Given information
*-*-*
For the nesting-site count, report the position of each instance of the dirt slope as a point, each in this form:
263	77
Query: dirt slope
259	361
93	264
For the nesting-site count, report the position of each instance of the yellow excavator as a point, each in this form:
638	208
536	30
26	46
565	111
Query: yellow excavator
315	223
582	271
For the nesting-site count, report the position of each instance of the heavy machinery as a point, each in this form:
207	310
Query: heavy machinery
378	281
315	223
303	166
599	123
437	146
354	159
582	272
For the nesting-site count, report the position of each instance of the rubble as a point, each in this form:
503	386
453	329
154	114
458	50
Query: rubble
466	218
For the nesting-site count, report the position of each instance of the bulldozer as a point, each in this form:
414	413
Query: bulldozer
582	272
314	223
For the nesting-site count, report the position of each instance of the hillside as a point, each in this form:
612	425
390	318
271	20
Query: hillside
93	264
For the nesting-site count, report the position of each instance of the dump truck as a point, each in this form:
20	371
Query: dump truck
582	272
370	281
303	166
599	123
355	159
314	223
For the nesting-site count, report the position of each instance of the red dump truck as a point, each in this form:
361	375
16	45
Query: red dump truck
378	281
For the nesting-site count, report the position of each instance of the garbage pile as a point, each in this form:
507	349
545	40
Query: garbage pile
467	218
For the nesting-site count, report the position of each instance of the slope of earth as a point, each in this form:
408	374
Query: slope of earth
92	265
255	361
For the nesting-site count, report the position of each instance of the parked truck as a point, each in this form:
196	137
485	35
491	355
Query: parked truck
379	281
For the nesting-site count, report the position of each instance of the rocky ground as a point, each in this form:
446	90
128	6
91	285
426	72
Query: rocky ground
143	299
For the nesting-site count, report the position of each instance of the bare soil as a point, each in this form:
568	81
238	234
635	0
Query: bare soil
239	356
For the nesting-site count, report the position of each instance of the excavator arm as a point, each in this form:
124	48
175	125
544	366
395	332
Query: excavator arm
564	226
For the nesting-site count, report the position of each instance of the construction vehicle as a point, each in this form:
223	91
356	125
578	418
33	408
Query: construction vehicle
*-*-*
The request
Give the lines from the one containing "of the construction" through the last line of the records as a Markdown table with the columns Row and Line text. Number the rows in order and omit any blank lines.

The reply
| Row | Line text |
|---|---|
| 1 | For the nesting-site count, report the position of each instance of the construction vehicle as a point, each in this form: |
| 2 | 223	91 |
| 3 | 356	125 |
| 4 | 578	418 |
| 5 | 33	408 |
| 6 | Query: construction vehicle |